Quelltext:
*-*-*

Für mittelständische Zulieferer in diesen Branchen ergeben sich hieraus unterschiedliche Perspektiven. Während Chemie- und Automobilzulieferer mit steigenden Aufträgen rechnen können, müssen Unternehmen im Elektrobereich mit anhaltender Zurückhaltung ihrer Kunden kalkulieren.

Konsumklima: Leichte Erholung mit Einschränkungen

Die Verbraucherstimmung in Deutschland verbessert sich minimal. Der Konsumklimaindex steigt für April 2025 um 0,1 Zähler auf minus 24,5 Punkte, wie die monatliche Konsumklimastudie der Institute GfK und NIM zeigt. Während Konjunktur- und Einkommenserwartungen sowie die Anschaffungsneigung zulegen, verhindert eine steigende Sparneigung eine stärkere Erholung.

*-*-*

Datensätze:

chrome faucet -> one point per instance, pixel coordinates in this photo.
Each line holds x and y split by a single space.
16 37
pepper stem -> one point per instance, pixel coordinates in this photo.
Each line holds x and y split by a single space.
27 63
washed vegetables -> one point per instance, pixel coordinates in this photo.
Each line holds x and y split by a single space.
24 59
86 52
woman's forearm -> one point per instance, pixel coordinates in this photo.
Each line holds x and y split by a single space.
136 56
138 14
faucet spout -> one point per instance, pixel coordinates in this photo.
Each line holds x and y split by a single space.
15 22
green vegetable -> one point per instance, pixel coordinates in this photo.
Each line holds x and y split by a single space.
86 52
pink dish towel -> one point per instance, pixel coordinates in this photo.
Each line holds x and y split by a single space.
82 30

*-*-*

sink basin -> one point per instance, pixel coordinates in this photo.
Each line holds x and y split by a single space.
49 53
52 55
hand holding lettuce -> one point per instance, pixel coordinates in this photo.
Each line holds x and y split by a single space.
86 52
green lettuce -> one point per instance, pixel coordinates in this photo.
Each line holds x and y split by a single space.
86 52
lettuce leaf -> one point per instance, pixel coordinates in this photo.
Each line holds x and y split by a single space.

*-*-*

Material erkunden:
**1)** Übersetzen Sie diesen Satz aus dem Quelltext ins Englische: „Der Konsumklimaindex steigt für April 2025 um 0,1 Zähler auf minus 24,5 Punkte, wie die monatliche Konsumklimastudie der Institute GfK und NIM zeigt.“
**2)** Schreiben Sie aus dem Quelltext den Abschnitt von „Für mittelständische Zulieferer“ bis einschließlich „eine stärkere Erholung.“ wortgetreu ab.

Aufgabenergebnisse:
**1)** The consumer climate index rises by 0.1 points to minus 24.5 points for April 2025, as the monthly consumer climate study by the GfK and NIM institutes shows.

**2)**
Für mittelständische Zulieferer in diesen Branchen ergeben sich hieraus unterschiedliche Perspektiven. Während Chemie- und Automobilzulieferer mit steigenden Aufträgen rechnen können, müssen Unternehmen im Elektrobereich mit anhaltender Zurückhaltung ihrer Kunden kalkulieren.

Konsumklima: Leichte Erholung mit Einschränkungen

Die Verbraucherstimmung in Deutschland verbessert sich minimal. Der Konsumklimaindex steigt für April 2025 um 0,1 Zähler auf minus 24,5 Punkte, wie die monatliche Konsumklimastudie der Institute GfK und NIM zeigt. Während Konjunktur- und Einkommenserwartungen sowie die Anschaffungsneigung zulegen, verhindert eine steigende Sparneigung eine stärkere Erholung.